##### MATERIAL FOR THE TASK #####

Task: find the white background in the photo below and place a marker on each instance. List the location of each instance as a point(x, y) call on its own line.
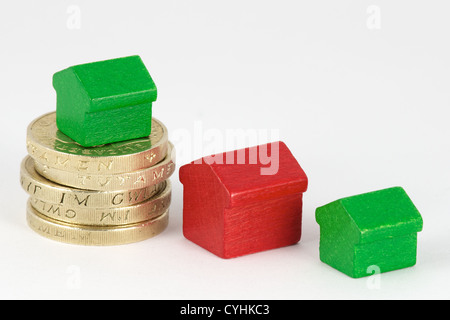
point(358, 90)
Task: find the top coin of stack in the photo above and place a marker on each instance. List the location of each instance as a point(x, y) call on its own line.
point(108, 194)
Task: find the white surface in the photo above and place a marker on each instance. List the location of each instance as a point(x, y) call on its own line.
point(360, 108)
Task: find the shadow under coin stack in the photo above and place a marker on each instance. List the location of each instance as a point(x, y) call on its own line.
point(112, 194)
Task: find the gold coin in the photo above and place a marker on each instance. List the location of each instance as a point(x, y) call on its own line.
point(108, 182)
point(43, 189)
point(95, 236)
point(143, 211)
point(51, 147)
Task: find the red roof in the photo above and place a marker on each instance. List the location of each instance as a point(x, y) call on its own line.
point(256, 173)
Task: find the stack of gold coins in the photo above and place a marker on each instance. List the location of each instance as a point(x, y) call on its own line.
point(106, 195)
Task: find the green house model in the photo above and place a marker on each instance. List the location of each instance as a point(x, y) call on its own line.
point(106, 101)
point(372, 231)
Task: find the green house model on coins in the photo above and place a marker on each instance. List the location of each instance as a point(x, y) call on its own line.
point(375, 231)
point(105, 101)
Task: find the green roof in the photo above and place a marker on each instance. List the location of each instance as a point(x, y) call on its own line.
point(110, 83)
point(379, 214)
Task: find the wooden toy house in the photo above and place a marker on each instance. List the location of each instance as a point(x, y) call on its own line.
point(372, 231)
point(242, 202)
point(105, 101)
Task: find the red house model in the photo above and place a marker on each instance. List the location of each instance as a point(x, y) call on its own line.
point(243, 201)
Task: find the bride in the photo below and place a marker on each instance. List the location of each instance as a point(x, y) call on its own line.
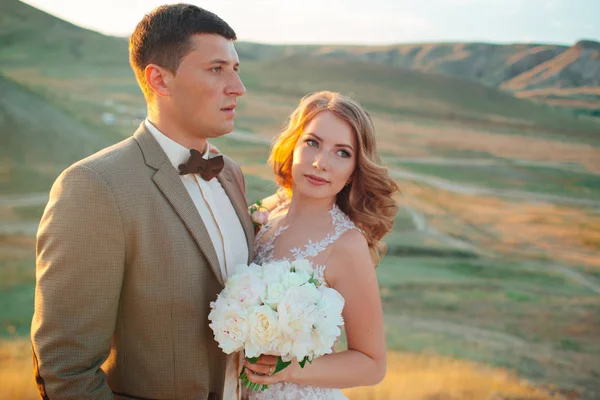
point(335, 204)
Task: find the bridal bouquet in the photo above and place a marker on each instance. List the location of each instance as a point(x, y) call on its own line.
point(278, 309)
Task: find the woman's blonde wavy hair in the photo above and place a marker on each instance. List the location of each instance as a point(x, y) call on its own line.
point(368, 200)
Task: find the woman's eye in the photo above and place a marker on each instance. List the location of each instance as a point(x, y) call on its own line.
point(312, 143)
point(344, 153)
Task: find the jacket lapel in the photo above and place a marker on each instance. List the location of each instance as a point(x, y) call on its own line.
point(239, 204)
point(168, 181)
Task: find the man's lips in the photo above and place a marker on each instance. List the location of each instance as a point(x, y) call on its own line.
point(230, 108)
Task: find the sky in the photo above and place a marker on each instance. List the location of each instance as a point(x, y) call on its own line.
point(362, 21)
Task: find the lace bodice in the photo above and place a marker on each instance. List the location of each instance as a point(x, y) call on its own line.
point(264, 253)
point(264, 250)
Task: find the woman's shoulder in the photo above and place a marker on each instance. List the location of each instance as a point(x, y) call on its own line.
point(349, 256)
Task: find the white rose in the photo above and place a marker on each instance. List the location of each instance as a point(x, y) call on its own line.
point(246, 289)
point(229, 322)
point(264, 330)
point(322, 342)
point(297, 310)
point(329, 312)
point(331, 305)
point(302, 346)
point(273, 295)
point(252, 269)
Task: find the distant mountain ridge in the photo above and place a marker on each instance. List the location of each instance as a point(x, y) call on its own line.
point(562, 75)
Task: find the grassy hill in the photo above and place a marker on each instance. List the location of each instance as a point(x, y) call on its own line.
point(494, 254)
point(38, 139)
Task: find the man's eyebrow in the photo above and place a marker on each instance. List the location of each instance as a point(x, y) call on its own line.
point(222, 62)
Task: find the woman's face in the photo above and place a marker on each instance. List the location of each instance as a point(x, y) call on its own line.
point(324, 157)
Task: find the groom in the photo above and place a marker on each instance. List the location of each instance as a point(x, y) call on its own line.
point(137, 240)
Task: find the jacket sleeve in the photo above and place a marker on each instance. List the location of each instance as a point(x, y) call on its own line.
point(79, 273)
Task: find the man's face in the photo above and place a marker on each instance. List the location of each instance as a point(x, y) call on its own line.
point(204, 90)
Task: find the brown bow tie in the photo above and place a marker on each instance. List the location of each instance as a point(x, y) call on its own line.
point(197, 164)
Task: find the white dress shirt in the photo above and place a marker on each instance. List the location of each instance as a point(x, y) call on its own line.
point(230, 243)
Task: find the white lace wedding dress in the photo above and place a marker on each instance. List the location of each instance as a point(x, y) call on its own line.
point(264, 253)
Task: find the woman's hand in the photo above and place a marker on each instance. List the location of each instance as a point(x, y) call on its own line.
point(263, 371)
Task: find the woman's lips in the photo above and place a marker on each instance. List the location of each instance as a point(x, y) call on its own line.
point(315, 180)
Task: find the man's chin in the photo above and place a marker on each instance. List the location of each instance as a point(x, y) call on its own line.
point(223, 130)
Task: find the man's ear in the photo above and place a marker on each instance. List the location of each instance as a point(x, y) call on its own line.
point(158, 79)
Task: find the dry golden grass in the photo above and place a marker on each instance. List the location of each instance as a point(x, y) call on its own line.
point(425, 377)
point(407, 138)
point(563, 233)
point(409, 377)
point(16, 371)
point(543, 71)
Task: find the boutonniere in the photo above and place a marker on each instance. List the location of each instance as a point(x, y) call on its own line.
point(258, 214)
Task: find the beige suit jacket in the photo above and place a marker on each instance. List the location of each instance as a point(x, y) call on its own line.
point(125, 274)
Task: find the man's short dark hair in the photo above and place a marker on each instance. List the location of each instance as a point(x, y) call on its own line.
point(163, 37)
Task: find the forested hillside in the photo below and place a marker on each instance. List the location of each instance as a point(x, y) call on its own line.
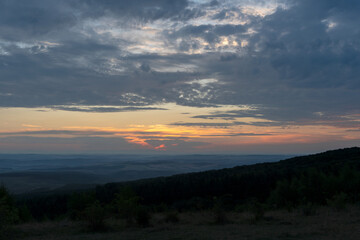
point(315, 179)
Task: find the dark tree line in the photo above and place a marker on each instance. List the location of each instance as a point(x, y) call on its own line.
point(328, 178)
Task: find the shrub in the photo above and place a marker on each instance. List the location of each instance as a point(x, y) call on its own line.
point(338, 201)
point(219, 212)
point(258, 210)
point(8, 212)
point(309, 209)
point(143, 217)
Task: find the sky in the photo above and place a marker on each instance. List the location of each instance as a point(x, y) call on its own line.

#####

Render the lines from the one containing "Task: find the green roof" up to and including the one containing "point(344, 153)" as a numbered list, leaving out blank lines and pictures.

### FULL OUTPUT
1. Task: find the green roof in the photo above and place a marker on each instance. List the location of each instance as a point(x, y) call on its own line.
2. point(110, 83)
3. point(379, 214)
4. Task: find the wooden toy house in the photo above and place a marker on each instance. List the location of each instance as a point(x, y) call on its own line.
5. point(372, 231)
6. point(242, 202)
7. point(105, 101)
8. Task: find the red house model in the photo above and place a marker on each instance. List the location of each instance as a point(x, y) call on its own line.
9. point(243, 201)
10. Task: find the bride in the photo below and place a marker on each instance. List the location of each instance as a point(x, y) call on its own line.
11. point(335, 204)
12. Task: find the bridal bouquet in the photo above and place a marker on each instance. List the location of each instance as a point(x, y) call on its own line.
13. point(278, 309)
14. Task: find the woman's blonde wavy hair in the photo above and place a marker on each instance. List the location of each instance as a point(x, y) call on its own line.
15. point(368, 200)
16. Task: find the woman's eye in the photo above and place a marker on each instance. List the location of each instance as a point(x, y) call on its own line.
17. point(312, 143)
18. point(344, 153)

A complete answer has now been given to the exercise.